GIVEN INFORMATION

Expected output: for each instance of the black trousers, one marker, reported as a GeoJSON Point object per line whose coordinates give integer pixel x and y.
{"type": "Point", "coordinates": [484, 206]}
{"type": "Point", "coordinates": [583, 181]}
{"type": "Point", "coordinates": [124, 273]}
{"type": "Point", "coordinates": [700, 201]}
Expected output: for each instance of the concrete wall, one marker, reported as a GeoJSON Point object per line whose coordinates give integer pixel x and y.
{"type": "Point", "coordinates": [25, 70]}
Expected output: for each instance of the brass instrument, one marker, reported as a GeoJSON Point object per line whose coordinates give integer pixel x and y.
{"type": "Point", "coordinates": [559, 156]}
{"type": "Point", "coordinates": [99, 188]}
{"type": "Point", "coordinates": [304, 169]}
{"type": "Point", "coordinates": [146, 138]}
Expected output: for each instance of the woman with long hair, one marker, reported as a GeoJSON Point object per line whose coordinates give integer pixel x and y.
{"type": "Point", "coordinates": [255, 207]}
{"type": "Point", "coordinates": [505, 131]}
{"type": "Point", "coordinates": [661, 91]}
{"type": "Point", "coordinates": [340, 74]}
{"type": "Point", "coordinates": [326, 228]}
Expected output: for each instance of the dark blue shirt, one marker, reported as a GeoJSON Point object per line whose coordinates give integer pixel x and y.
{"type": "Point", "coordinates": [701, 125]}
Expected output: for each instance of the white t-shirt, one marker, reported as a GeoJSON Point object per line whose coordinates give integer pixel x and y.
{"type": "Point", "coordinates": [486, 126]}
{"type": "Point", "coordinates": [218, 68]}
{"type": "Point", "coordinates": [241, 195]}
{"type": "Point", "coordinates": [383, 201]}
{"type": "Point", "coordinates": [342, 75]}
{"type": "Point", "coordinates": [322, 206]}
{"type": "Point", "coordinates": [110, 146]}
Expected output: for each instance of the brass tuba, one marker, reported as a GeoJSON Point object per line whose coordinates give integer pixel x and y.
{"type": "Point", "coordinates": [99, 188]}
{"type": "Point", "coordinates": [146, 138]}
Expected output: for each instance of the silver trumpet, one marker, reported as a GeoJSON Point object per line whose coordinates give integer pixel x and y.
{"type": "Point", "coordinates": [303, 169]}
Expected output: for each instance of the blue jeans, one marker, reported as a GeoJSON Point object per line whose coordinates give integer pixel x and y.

TASK DESCRIPTION
Copy all of the items above line for line, without changing anything.

CORRECT ANSWER
Expected output: for each instance of the black trousers, one marker, reported as a GeoJSON Point object per line whose coordinates give integer pixel x and y.
{"type": "Point", "coordinates": [484, 206]}
{"type": "Point", "coordinates": [583, 181]}
{"type": "Point", "coordinates": [124, 273]}
{"type": "Point", "coordinates": [700, 201]}
Expected output: for each instance of the concrete wall, one marker, reported as a GeoJSON Point object per line whose coordinates give integer pixel x and y.
{"type": "Point", "coordinates": [25, 70]}
Expected output: for each instance of the brass instrument, one marker, reported as a GeoJSON Point object per line whose coordinates give integer pixel x and y.
{"type": "Point", "coordinates": [559, 156]}
{"type": "Point", "coordinates": [99, 188]}
{"type": "Point", "coordinates": [304, 169]}
{"type": "Point", "coordinates": [146, 138]}
Expected output: for each instance of the woman with long hair, one marker, reported as a GeoJSON Point object per line whose coordinates give integer pixel x and y.
{"type": "Point", "coordinates": [255, 207]}
{"type": "Point", "coordinates": [505, 131]}
{"type": "Point", "coordinates": [661, 91]}
{"type": "Point", "coordinates": [340, 74]}
{"type": "Point", "coordinates": [326, 228]}
Expected output: for each instance of the dark blue shirt, one marker, reported as a GeoJSON Point object per line whose coordinates give integer pixel x and y.
{"type": "Point", "coordinates": [701, 125]}
Expected output: for each instance of the white t-shirt, one marker, reported as a GeoJSON Point object per line whose coordinates give integer pixel x and y.
{"type": "Point", "coordinates": [486, 126]}
{"type": "Point", "coordinates": [218, 68]}
{"type": "Point", "coordinates": [241, 195]}
{"type": "Point", "coordinates": [383, 201]}
{"type": "Point", "coordinates": [342, 75]}
{"type": "Point", "coordinates": [322, 206]}
{"type": "Point", "coordinates": [110, 146]}
Expected output: for each instance of the brass tuba, one marker, reported as a GeoJSON Point object per line whose coordinates give integer pixel x and y.
{"type": "Point", "coordinates": [99, 188]}
{"type": "Point", "coordinates": [146, 138]}
Expected output: for each instance of the silver trumpet, one marker, reported as a GeoJSON Point object per line whose coordinates give integer pixel x and y.
{"type": "Point", "coordinates": [303, 169]}
Expected output: for each instance of the blue jeans, one marker, reported as a GeoJSON Point object per line whose coordinates give integer pixel x and y.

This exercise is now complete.